__Problem to work on__. Exact reproduction of every entry is required.
○ ○ ○ ○ ○ ○ ○
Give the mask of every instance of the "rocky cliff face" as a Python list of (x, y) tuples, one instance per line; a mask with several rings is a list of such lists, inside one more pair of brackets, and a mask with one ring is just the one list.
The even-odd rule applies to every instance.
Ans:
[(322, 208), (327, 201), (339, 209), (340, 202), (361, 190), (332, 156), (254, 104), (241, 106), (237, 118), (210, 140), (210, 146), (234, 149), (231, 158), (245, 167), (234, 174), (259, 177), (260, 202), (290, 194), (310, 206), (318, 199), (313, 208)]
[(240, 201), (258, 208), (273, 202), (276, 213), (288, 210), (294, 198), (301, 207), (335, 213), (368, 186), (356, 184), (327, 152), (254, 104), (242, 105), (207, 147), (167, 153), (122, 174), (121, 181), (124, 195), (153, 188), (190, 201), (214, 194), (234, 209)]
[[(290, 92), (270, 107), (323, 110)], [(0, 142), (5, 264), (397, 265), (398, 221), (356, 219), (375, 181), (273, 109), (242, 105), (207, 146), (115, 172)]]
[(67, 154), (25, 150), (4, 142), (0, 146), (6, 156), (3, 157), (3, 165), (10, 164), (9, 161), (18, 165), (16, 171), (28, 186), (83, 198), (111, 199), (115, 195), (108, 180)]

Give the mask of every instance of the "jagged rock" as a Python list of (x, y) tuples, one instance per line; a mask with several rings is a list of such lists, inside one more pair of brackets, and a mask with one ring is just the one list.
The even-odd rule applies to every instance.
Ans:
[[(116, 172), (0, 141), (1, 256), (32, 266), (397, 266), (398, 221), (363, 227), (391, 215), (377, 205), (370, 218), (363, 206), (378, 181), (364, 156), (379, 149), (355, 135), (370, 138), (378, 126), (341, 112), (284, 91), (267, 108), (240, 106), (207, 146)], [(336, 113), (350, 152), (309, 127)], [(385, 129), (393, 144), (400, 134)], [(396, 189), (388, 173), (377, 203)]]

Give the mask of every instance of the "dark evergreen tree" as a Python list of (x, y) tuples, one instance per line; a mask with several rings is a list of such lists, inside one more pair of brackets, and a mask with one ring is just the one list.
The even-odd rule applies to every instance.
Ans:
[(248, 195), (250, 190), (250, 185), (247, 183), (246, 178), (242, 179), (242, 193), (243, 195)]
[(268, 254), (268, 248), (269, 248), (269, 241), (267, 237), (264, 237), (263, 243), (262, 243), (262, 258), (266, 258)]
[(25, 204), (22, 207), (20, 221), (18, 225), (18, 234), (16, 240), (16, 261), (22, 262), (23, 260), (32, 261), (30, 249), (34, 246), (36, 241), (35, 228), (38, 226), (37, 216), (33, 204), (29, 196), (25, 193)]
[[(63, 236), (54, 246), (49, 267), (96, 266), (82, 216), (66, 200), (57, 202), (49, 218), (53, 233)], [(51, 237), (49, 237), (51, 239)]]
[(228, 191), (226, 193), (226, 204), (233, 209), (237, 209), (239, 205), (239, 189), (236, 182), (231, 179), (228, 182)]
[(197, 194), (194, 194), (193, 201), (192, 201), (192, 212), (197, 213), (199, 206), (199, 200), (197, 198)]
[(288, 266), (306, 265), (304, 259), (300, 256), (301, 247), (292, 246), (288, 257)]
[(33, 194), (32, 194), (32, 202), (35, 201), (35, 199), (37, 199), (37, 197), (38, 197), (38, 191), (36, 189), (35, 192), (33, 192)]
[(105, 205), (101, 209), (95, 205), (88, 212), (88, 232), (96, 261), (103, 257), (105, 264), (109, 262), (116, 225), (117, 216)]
○ ○ ○ ○ ○ ○ ○
__Solved problem__.
Give the mask of every instance of the "rocky cliff face" as a Python list of (x, y) tuples, one instance per line; a mask with several rings is a list of such lists, inside one more pair of brackets, and a mask with one ring is just the one list.
The even-odd rule applies to every instance.
Ans:
[(322, 208), (327, 201), (339, 209), (340, 202), (361, 190), (332, 156), (254, 104), (241, 106), (237, 118), (210, 140), (210, 146), (234, 149), (231, 158), (245, 167), (234, 174), (259, 177), (260, 202), (290, 194), (310, 206), (318, 199), (313, 208)]
[(240, 201), (258, 208), (273, 202), (276, 213), (288, 210), (294, 198), (301, 207), (335, 213), (368, 186), (356, 184), (327, 152), (254, 104), (242, 105), (207, 147), (167, 153), (122, 174), (121, 181), (124, 195), (153, 188), (190, 201), (214, 194), (234, 209)]
[[(290, 92), (270, 107), (323, 110)], [(0, 142), (5, 264), (397, 265), (398, 221), (356, 219), (375, 181), (273, 109), (242, 105), (207, 146), (115, 172)]]
[(67, 154), (25, 150), (4, 142), (0, 146), (6, 156), (3, 157), (3, 165), (10, 164), (9, 161), (18, 165), (16, 171), (28, 186), (83, 198), (111, 199), (115, 195), (108, 180)]

Give the mask of every instance of the "jagged rock" as a Python list of (x, y) tuples, one instance per line; a mask with several rings is a list of such lists, inside one more pair of brackets, and a mask with one ring is just the one list.
The even-odd rule applies to every instance.
Ans:
[[(116, 172), (0, 141), (1, 256), (32, 266), (397, 266), (398, 221), (363, 227), (391, 215), (377, 205), (370, 218), (363, 206), (378, 181), (364, 156), (379, 149), (355, 135), (370, 138), (378, 126), (341, 112), (284, 91), (267, 108), (240, 106), (207, 146)], [(336, 113), (350, 152), (309, 127)], [(385, 129), (393, 144), (400, 134)], [(396, 189), (388, 173), (377, 203)]]

Give the mask of every instance of the "dark evergreen tree" as a Python list of (x, y) tuples, one instance per line; a mask with several rings is a list of such lists, inside one more pair of brackets, and a mask with one ring is just the one list.
The even-odd rule applies to every instance.
Ans:
[(248, 195), (250, 190), (250, 185), (247, 183), (246, 178), (242, 179), (242, 193), (243, 195)]
[(268, 254), (268, 248), (269, 248), (269, 241), (267, 237), (264, 237), (263, 243), (262, 243), (262, 258), (266, 258)]
[(25, 204), (22, 207), (20, 221), (18, 225), (18, 234), (16, 240), (16, 261), (22, 262), (23, 260), (32, 261), (30, 249), (34, 246), (36, 241), (35, 228), (38, 226), (37, 216), (33, 204), (29, 196), (25, 193)]
[[(63, 236), (54, 246), (49, 267), (96, 266), (82, 216), (66, 200), (57, 202), (49, 218), (53, 233)], [(51, 237), (49, 237), (51, 239)]]
[(228, 191), (226, 193), (226, 204), (233, 209), (237, 209), (239, 205), (239, 189), (236, 182), (231, 179), (228, 182)]
[(197, 194), (194, 194), (193, 201), (192, 201), (192, 212), (197, 213), (199, 206), (199, 200), (197, 198)]
[(288, 266), (306, 265), (304, 259), (300, 256), (301, 247), (292, 246), (288, 257)]
[(33, 194), (32, 194), (32, 202), (35, 201), (35, 199), (37, 199), (37, 197), (38, 197), (38, 191), (36, 189), (35, 192), (33, 192)]
[(105, 205), (101, 209), (95, 205), (88, 212), (88, 232), (96, 261), (103, 257), (105, 264), (109, 262), (116, 225), (117, 216)]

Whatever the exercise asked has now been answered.